DATASET >>
━━━

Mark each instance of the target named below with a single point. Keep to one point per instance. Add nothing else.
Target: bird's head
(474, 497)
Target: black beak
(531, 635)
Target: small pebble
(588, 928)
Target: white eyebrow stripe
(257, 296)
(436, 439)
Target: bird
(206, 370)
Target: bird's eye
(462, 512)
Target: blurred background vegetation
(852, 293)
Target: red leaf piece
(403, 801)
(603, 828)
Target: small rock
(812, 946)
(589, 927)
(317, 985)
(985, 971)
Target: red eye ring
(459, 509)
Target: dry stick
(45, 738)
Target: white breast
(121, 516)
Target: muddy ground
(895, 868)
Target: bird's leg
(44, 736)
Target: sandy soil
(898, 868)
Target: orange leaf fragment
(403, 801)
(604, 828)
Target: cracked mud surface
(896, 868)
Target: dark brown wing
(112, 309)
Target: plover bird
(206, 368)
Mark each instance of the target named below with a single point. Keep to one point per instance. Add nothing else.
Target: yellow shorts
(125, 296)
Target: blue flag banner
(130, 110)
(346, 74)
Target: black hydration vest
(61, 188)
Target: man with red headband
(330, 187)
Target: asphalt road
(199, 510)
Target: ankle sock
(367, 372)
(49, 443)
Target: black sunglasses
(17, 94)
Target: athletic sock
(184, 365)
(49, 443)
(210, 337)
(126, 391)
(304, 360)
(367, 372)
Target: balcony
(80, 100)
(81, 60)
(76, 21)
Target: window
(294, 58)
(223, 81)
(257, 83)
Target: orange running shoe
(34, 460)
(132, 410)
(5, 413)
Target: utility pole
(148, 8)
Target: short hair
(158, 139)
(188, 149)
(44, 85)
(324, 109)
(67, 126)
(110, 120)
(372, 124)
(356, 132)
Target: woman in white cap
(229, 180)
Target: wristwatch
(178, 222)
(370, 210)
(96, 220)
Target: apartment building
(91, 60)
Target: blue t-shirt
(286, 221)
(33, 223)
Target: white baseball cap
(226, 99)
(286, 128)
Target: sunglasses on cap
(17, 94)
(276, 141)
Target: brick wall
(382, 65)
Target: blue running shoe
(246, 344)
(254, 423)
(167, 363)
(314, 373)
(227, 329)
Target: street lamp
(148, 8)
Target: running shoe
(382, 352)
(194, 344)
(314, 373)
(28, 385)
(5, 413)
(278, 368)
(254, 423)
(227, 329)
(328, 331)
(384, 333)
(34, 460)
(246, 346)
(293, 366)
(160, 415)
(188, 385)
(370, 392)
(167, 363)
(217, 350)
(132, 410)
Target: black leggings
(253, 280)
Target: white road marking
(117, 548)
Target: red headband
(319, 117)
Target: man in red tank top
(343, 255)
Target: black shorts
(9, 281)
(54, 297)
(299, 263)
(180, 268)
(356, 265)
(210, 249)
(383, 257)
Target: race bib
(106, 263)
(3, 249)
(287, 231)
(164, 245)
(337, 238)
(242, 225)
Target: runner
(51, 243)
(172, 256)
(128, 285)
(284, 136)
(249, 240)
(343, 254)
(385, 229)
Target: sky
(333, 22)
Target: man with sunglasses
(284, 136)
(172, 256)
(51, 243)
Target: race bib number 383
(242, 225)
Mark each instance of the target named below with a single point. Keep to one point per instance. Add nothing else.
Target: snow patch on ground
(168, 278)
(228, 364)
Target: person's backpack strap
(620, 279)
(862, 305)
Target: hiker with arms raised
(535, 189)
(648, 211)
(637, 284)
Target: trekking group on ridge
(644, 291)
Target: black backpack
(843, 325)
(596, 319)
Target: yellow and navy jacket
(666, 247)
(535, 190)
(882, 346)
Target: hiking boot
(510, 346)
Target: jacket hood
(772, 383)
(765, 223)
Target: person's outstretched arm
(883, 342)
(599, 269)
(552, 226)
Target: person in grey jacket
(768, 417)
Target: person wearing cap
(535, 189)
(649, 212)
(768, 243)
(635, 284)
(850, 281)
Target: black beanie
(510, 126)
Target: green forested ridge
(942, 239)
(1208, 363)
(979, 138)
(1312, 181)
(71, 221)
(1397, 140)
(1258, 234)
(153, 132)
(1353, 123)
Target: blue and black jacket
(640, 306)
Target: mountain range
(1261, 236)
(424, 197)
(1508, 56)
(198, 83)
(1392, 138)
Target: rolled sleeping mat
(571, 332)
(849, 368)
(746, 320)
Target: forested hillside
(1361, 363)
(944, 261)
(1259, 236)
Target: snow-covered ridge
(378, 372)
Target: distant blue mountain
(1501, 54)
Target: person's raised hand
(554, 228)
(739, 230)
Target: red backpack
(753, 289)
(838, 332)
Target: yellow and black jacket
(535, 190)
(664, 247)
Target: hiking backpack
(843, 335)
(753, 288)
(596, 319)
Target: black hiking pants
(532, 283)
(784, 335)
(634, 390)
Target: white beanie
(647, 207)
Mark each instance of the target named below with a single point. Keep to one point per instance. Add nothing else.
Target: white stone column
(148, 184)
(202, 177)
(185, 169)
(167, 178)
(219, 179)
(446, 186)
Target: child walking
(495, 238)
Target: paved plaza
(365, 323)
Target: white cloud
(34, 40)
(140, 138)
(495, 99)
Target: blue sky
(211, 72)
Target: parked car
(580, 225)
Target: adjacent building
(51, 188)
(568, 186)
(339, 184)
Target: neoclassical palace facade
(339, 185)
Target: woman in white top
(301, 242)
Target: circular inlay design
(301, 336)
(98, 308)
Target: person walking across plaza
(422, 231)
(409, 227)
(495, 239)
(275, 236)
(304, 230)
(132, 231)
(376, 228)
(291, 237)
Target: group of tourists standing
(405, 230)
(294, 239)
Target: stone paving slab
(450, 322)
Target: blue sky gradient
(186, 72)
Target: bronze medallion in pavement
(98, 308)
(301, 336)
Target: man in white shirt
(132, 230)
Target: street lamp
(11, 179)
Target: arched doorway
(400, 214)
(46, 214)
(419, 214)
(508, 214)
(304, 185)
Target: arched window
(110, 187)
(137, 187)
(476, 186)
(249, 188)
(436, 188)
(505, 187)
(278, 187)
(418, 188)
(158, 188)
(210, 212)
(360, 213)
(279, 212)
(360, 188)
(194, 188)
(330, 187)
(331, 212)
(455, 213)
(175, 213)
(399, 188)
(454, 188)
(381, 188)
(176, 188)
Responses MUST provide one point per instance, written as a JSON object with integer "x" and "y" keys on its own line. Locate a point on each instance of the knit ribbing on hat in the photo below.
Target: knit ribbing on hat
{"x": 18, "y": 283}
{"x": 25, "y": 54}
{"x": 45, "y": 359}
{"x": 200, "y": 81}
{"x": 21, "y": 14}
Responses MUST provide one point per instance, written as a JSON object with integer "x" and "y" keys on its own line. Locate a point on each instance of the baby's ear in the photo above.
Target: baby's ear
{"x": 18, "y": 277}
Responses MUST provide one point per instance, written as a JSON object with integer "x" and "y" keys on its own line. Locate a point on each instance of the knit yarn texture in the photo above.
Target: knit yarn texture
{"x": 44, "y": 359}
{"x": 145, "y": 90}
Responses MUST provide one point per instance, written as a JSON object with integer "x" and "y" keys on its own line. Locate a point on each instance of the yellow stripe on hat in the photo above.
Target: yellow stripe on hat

━━━

WHAT TO WORK ON >> Go through the data and return every record exactly.

YOUR SOLUTION >>
Mark each instance of the target named below with a single point. Keep to one point per instance. Add nothing else.
Target: bird's head
(474, 497)
Target: black beak
(531, 635)
Target: small pebble
(588, 928)
Target: white eyebrow stripe
(257, 296)
(436, 439)
Target: bird
(206, 370)
Target: bird's eye
(462, 512)
Target: blurred background vegetation
(852, 293)
Target: red leaf piece
(403, 801)
(603, 828)
Target: small rock
(812, 946)
(589, 927)
(317, 985)
(985, 971)
Target: red eye ring
(459, 509)
Target: dry stick
(45, 738)
Target: white breast
(121, 516)
Target: muddy ground
(895, 868)
Target: bird's leg
(44, 736)
Target: sandy soil
(898, 868)
Target: orange leaf fragment
(403, 801)
(604, 828)
Target: cracked mud surface
(896, 868)
Target: dark brown wing
(112, 309)
Target: plover bird
(206, 368)
Mark each instance of the target named below with a single point. Keep to one point per instance. Add nothing else.
Target: yellow shorts
(125, 296)
Target: blue flag banner
(130, 110)
(346, 74)
Target: black hydration vest
(61, 188)
Target: man with red headband
(330, 187)
Target: asphalt road
(199, 510)
Target: ankle sock
(367, 372)
(49, 443)
Target: black sunglasses
(17, 94)
Target: athletic sock
(184, 365)
(49, 443)
(210, 337)
(126, 391)
(304, 360)
(367, 372)
Target: balcony
(80, 100)
(81, 60)
(76, 21)
Target: window
(294, 58)
(223, 81)
(257, 83)
Target: orange running shoe
(34, 460)
(132, 410)
(5, 413)
Target: utility pole
(148, 8)
Target: short hair
(158, 139)
(188, 149)
(44, 85)
(324, 109)
(67, 126)
(110, 120)
(372, 124)
(356, 132)
Target: woman in white cap
(229, 180)
Target: wristwatch
(178, 222)
(370, 210)
(96, 220)
Target: apartment building
(91, 60)
Target: blue t-shirt
(286, 221)
(33, 223)
Target: white baseball cap
(226, 99)
(286, 128)
Target: sunglasses on cap
(17, 94)
(276, 141)
Target: brick wall
(382, 65)
Target: blue running shoe
(246, 344)
(254, 423)
(167, 363)
(314, 373)
(227, 329)
Target: street lamp
(148, 8)
Target: running shoe
(382, 352)
(194, 344)
(314, 373)
(28, 385)
(5, 413)
(278, 368)
(254, 423)
(227, 329)
(328, 331)
(384, 333)
(34, 460)
(246, 346)
(293, 366)
(160, 415)
(188, 385)
(370, 392)
(167, 363)
(217, 350)
(132, 410)
Target: black leggings
(253, 280)
Target: white road marking
(117, 548)
Target: red headband
(319, 117)
Target: man in red tank top
(343, 255)
Target: black shorts
(9, 281)
(54, 297)
(299, 263)
(180, 268)
(356, 265)
(210, 249)
(383, 257)
Target: race bib
(106, 263)
(3, 249)
(287, 231)
(164, 245)
(337, 238)
(242, 225)
Target: runner
(51, 243)
(172, 256)
(128, 285)
(284, 136)
(249, 240)
(343, 254)
(385, 229)
Target: sky
(333, 22)
Target: man with sunglasses
(284, 136)
(172, 256)
(51, 243)
Target: race bib number 383
(242, 225)
Mark each instance of the target named below with a single point. Keep to one point per instance. Add nothing else.
Target: snow patch on ground
(168, 278)
(228, 364)
Target: person's backpack strap
(620, 279)
(862, 305)
Target: hiker with arms raised
(535, 189)
(648, 211)
(637, 284)
Target: trekking group on ridge
(644, 291)
Target: black backpack
(843, 325)
(596, 319)
Target: yellow and navy jacket
(666, 247)
(535, 190)
(882, 346)
Target: hiking boot
(510, 346)
Target: jacket hood
(772, 383)
(765, 223)
Target: person's outstretched arm
(883, 342)
(599, 269)
(552, 226)
Target: person in grey jacket
(768, 417)
Target: person wearing cap
(535, 189)
(649, 212)
(768, 243)
(635, 284)
(850, 281)
Target: black beanie
(510, 126)
Target: green forested ridge
(942, 239)
(1208, 363)
(979, 138)
(1312, 181)
(71, 221)
(1397, 140)
(1258, 234)
(153, 132)
(1353, 123)
Target: blue and black jacket
(640, 306)
Target: mountain range
(1261, 236)
(424, 197)
(1508, 56)
(198, 83)
(1392, 138)
Target: rolled sleeping mat
(571, 332)
(849, 368)
(746, 320)
Target: forested hillside
(1361, 363)
(944, 261)
(1259, 236)
Target: snow-covered ridge
(378, 372)
Target: distant blue mountain
(1501, 54)
Target: person's raised hand
(554, 228)
(739, 230)
Target: red backpack
(753, 289)
(838, 332)
Target: yellow and black jacket
(535, 190)
(664, 247)
Target: hiking backpack
(843, 335)
(753, 288)
(596, 319)
Target: black hiking pants
(532, 283)
(784, 335)
(634, 390)
Target: white beanie
(647, 207)
Mark each instance of the target named below with a single point. Keep to one point per instance. Add nothing else.
Target: white stone column
(148, 184)
(202, 177)
(185, 169)
(167, 178)
(219, 179)
(446, 186)
Target: child walking
(495, 238)
Target: paved plaza
(365, 323)
Target: white cloud
(34, 40)
(140, 138)
(495, 99)
Target: blue sky
(211, 72)
Target: parked car
(580, 225)
Target: adjacent building
(51, 188)
(568, 186)
(339, 184)
Target: neoclassical palace facade
(339, 185)
Target: woman in white top
(301, 242)
Target: circular inlay design
(301, 336)
(98, 308)
Target: person walking across plaza
(422, 231)
(409, 227)
(495, 239)
(275, 236)
(304, 230)
(132, 231)
(376, 228)
(291, 237)
Target: group of tourists standing
(405, 230)
(294, 239)
Target: stone paving slab
(450, 322)
Target: blue sky gradient
(186, 72)
Target: bronze medallion in pavement
(98, 308)
(301, 336)
Target: man in white shirt
(132, 230)
Target: street lamp
(11, 179)
Target: arched doorway
(400, 214)
(46, 214)
(419, 214)
(508, 214)
(304, 185)
Target: arched window
(110, 187)
(137, 187)
(476, 186)
(249, 188)
(436, 188)
(505, 187)
(278, 187)
(418, 188)
(158, 188)
(210, 212)
(360, 213)
(279, 212)
(360, 188)
(194, 188)
(330, 187)
(331, 212)
(455, 213)
(175, 213)
(399, 188)
(454, 188)
(381, 188)
(176, 188)
Responses MUST provide one point per instance, written as a JSON object with integer "x" and "y" keys on its own line. Locate a point on each instance of the knit ribbing on hat in the photo below.
Target: knit ribbing on hat
{"x": 18, "y": 283}
{"x": 25, "y": 54}
{"x": 45, "y": 359}
{"x": 200, "y": 81}
{"x": 21, "y": 14}
Responses MUST provide one point per instance, written as a JSON object with integer "x" and "y" keys on its own line. Locate a point on each instance of the baby's ear in the photo above.
Target: baby's ear
{"x": 18, "y": 277}
Responses MUST provide one point per instance, written as a JSON object with integer "x" and "y" keys on its own line. Locate a point on each instance of the knit yarn texture in the photo above.
Target: knit yarn texture
{"x": 44, "y": 359}
{"x": 145, "y": 90}
Responses MUST provide one point per instance, written as a JSON object with integer "x" and "y" keys on its own line. Locate a point on each instance of the yellow stripe on hat in the photo above.
Target: yellow stripe on hat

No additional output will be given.